=== Begin Enclosure ===
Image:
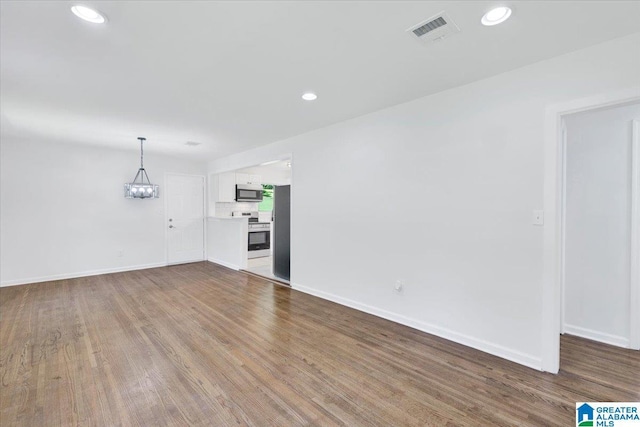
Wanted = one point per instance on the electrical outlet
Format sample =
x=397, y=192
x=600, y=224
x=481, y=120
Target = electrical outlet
x=399, y=285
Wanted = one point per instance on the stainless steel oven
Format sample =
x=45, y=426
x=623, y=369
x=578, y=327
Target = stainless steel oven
x=248, y=193
x=259, y=239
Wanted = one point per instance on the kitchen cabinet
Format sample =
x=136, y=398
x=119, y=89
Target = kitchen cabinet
x=223, y=187
x=247, y=179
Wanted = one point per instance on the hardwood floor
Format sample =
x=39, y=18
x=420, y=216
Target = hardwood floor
x=200, y=344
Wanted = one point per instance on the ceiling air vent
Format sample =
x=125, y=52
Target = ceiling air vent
x=435, y=28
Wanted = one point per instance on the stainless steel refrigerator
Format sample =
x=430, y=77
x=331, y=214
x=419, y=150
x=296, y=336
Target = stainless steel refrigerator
x=282, y=232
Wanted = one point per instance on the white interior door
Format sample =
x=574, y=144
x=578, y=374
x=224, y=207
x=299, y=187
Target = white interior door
x=185, y=218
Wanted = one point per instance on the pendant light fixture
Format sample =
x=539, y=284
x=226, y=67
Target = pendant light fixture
x=139, y=189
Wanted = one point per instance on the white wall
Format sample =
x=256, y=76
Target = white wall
x=63, y=211
x=598, y=224
x=439, y=192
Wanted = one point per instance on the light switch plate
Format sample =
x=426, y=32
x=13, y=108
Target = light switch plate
x=538, y=217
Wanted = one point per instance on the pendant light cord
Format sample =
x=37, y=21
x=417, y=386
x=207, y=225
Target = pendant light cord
x=141, y=151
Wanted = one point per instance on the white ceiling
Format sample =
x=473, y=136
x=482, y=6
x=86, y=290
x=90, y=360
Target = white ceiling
x=230, y=74
x=282, y=167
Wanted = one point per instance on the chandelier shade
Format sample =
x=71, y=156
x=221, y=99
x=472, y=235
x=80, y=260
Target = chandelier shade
x=141, y=187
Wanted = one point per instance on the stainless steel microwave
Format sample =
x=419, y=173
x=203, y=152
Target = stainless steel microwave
x=248, y=193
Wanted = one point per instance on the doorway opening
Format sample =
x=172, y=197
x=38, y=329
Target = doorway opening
x=273, y=213
x=555, y=199
x=597, y=241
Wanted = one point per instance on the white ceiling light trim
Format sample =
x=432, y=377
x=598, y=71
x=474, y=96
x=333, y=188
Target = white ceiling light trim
x=496, y=16
x=88, y=14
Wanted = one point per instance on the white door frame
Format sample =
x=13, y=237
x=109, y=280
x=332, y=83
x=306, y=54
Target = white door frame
x=166, y=213
x=634, y=296
x=554, y=171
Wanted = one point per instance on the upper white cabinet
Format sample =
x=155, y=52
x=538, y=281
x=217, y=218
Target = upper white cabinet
x=245, y=178
x=223, y=187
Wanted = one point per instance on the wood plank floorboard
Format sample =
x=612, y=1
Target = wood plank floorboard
x=200, y=344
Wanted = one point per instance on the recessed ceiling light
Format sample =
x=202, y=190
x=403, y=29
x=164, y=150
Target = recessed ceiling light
x=496, y=16
x=269, y=163
x=88, y=14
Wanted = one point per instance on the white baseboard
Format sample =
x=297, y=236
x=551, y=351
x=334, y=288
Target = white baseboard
x=78, y=274
x=616, y=340
x=224, y=264
x=488, y=347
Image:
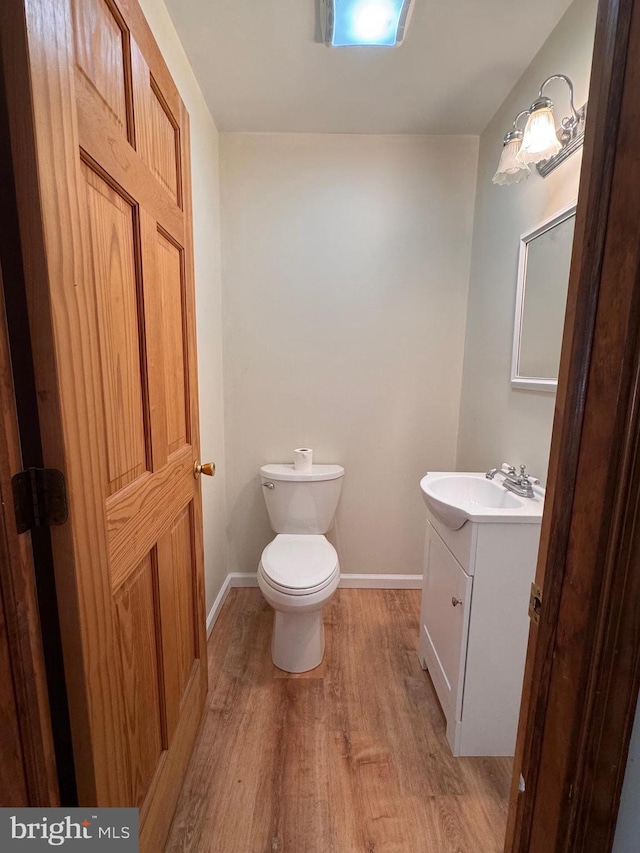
=== End Enclosure ===
The lines from the start of the records above through the line that holds "x=207, y=225" are to be copied exactly, both ends included, and no pictures are to be copied.

◆ Response area ◆
Image:
Wanted = one point per instance on the electrical outlet
Format sample =
x=397, y=192
x=600, y=224
x=481, y=120
Target = electrical outlet
x=399, y=285
Wanted = one point per instance on the stainless steel oven
Format sample =
x=45, y=426
x=623, y=369
x=578, y=327
Target = stainless steel oven
x=248, y=193
x=259, y=239
Wanted = one point per instance on the kitchen cabinet
Format sample =
x=136, y=398
x=119, y=89
Target = kitchen cabinet
x=223, y=187
x=247, y=179
Wanted = one point per instance on the hardwood floor
Format sample =
x=39, y=18
x=420, y=216
Target = hardwood floor
x=200, y=344
Wanted = one point per instance on the ceiling air vent
Format sample =
x=125, y=52
Target = ceiling air vent
x=435, y=28
Wanted = one point per instance on the stainless steel refrigerator
Format sample =
x=430, y=77
x=331, y=214
x=419, y=150
x=296, y=336
Target = stainless steel refrigerator
x=282, y=232
Wanted = one point per instance on the white interior door
Format sample =
x=574, y=144
x=578, y=374
x=224, y=207
x=299, y=187
Target = white interior door
x=185, y=218
Wanted = one point per instance on the pendant light fixture
Format sample =
x=539, y=284
x=226, y=67
Target = pendant light fixture
x=139, y=189
Wanted = one point per instance on the white wall
Format sample =
x=256, y=76
Target = white wall
x=63, y=211
x=598, y=224
x=439, y=192
Wanted = one point per instance on the light switch plate
Format sample =
x=426, y=32
x=13, y=108
Target = light switch plate
x=538, y=217
Wanted = one point per instance on the pendant light cord
Format sample =
x=37, y=21
x=417, y=386
x=207, y=225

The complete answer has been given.